_EXERCISE DESCRIPTION_
Reproduce the items below verbatim, beginning with the line that contains "Query: spruce tree" and ending with the final line of the items, both included.

_EXTRACTED ENTRIES_
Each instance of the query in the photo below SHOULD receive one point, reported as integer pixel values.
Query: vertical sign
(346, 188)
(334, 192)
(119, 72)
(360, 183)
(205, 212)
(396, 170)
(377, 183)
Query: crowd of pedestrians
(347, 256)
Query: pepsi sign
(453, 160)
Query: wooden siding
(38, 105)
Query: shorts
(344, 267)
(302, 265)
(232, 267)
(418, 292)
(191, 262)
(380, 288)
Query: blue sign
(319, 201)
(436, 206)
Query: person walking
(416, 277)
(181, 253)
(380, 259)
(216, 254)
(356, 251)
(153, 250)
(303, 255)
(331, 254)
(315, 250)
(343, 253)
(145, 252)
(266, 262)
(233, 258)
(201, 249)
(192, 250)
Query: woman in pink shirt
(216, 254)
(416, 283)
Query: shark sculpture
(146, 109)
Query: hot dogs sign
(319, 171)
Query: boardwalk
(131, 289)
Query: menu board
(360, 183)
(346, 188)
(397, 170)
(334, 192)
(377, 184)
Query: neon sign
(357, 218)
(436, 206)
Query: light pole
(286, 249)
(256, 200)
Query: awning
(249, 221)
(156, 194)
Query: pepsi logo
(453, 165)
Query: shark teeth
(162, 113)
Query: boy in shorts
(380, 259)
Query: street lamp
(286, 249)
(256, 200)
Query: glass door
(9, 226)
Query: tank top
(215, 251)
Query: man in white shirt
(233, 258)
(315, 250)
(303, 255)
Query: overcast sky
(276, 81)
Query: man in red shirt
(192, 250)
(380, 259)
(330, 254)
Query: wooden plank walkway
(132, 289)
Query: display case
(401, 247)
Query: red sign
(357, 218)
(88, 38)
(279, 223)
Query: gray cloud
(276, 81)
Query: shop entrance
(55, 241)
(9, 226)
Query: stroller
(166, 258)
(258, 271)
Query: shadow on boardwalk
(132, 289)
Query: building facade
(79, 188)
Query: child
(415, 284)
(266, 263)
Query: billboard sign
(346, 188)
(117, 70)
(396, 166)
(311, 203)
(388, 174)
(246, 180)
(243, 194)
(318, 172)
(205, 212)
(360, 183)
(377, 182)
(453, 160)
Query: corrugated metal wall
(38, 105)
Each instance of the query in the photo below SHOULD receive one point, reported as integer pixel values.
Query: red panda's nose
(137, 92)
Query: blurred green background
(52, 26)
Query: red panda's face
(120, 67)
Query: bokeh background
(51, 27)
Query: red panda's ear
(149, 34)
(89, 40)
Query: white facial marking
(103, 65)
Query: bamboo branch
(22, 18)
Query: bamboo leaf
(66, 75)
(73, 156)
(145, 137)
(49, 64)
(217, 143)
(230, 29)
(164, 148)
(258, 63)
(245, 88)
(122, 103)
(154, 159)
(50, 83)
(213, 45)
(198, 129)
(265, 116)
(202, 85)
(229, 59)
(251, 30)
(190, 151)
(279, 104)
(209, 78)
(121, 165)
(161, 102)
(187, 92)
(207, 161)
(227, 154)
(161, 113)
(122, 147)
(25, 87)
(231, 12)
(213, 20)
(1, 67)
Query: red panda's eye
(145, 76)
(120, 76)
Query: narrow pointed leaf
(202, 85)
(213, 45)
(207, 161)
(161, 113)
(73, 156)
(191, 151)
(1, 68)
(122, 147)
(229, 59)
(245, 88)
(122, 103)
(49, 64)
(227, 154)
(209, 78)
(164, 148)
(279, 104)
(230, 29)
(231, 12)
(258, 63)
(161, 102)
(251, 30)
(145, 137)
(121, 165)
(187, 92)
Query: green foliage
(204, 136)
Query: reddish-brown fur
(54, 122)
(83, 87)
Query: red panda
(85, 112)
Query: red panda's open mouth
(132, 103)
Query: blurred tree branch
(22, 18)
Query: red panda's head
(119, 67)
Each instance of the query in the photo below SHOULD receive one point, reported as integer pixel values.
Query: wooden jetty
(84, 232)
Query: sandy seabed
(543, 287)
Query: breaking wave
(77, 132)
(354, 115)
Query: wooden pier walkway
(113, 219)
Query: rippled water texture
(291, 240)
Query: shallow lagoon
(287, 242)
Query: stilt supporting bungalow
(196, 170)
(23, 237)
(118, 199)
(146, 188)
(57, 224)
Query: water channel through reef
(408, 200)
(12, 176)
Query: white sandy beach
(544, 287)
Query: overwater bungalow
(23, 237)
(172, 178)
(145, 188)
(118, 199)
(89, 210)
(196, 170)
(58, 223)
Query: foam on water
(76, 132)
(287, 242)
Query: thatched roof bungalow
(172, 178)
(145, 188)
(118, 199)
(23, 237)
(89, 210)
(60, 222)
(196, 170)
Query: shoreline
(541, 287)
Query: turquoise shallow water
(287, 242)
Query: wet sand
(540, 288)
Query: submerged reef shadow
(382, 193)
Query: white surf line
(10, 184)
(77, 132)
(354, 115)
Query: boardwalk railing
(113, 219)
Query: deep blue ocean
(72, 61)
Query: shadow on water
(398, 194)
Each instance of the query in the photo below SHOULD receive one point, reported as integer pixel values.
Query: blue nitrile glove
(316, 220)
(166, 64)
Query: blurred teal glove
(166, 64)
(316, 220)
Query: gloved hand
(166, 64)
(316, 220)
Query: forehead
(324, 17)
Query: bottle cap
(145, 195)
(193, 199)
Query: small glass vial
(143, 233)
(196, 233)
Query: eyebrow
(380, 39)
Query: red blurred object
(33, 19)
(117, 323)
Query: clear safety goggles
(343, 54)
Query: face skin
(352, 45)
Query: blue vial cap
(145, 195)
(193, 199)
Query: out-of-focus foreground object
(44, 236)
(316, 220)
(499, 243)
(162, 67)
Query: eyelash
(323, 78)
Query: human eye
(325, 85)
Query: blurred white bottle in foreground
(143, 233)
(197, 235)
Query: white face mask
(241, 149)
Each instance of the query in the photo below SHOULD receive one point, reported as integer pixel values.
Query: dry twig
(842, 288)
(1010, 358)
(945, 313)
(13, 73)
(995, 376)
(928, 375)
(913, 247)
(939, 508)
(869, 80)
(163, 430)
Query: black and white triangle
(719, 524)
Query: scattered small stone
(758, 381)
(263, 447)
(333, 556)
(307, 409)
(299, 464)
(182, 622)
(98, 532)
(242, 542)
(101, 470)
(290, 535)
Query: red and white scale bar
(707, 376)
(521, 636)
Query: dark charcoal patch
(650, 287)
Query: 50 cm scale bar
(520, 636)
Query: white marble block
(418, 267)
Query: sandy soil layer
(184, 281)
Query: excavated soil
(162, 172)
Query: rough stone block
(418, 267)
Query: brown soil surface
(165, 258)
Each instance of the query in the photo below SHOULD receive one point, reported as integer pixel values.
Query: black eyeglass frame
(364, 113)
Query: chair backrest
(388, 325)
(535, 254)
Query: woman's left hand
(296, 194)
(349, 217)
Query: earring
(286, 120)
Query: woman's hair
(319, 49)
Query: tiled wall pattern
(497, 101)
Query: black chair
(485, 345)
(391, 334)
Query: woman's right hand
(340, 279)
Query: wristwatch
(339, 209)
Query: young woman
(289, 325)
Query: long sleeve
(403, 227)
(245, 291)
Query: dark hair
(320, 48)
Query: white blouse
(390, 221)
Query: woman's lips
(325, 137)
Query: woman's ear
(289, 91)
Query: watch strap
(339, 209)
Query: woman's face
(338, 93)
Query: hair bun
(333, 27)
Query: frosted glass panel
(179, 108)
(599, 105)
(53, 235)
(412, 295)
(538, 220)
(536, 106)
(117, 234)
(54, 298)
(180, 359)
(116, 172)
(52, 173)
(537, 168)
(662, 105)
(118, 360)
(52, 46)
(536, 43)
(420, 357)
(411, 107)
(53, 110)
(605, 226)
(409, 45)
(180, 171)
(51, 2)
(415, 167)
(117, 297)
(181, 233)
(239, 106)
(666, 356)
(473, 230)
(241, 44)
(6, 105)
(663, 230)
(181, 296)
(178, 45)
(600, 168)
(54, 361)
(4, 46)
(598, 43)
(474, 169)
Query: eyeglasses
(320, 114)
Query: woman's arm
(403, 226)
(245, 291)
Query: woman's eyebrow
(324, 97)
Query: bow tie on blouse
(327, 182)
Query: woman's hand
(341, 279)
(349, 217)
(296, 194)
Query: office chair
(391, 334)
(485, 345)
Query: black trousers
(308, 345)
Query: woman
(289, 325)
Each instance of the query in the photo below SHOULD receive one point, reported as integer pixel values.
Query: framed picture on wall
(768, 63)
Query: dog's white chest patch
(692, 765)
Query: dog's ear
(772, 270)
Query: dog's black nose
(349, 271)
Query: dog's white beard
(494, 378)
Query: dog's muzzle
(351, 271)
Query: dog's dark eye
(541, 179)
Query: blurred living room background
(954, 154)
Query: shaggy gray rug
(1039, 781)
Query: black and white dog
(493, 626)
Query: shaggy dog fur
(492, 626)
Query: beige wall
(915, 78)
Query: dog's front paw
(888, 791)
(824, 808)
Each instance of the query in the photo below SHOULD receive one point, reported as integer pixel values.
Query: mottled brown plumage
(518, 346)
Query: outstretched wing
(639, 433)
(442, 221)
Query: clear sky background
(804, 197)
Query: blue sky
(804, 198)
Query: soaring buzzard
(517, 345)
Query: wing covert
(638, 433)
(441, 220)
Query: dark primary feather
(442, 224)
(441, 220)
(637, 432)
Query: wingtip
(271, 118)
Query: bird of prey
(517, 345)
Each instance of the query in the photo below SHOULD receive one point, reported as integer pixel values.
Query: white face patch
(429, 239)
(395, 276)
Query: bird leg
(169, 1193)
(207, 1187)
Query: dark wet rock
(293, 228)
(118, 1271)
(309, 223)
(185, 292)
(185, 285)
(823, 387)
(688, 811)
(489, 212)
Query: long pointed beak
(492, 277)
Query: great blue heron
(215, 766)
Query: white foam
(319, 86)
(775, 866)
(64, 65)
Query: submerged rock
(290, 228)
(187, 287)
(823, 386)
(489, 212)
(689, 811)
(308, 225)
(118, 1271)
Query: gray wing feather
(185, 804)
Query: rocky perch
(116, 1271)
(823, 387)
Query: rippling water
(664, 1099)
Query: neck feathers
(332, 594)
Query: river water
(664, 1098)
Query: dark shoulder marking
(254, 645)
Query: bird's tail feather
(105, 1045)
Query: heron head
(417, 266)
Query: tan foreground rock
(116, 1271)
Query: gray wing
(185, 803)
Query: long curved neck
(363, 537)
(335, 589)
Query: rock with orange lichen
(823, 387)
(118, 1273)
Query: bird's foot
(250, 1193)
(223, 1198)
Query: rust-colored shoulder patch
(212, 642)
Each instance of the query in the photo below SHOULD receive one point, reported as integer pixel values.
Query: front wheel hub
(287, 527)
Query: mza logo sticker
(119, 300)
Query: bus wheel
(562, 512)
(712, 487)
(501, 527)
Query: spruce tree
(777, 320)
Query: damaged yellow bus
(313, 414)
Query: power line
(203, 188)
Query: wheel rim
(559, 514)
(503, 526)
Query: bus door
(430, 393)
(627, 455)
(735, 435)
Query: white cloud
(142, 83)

_RESULT BELOW_
Query: spruce tree
(777, 320)
Query: damaged yellow bus
(313, 414)
Query: power line
(203, 188)
Query: wheel rim
(559, 514)
(503, 526)
Query: bus door
(430, 393)
(627, 455)
(735, 435)
Query: white cloud
(142, 83)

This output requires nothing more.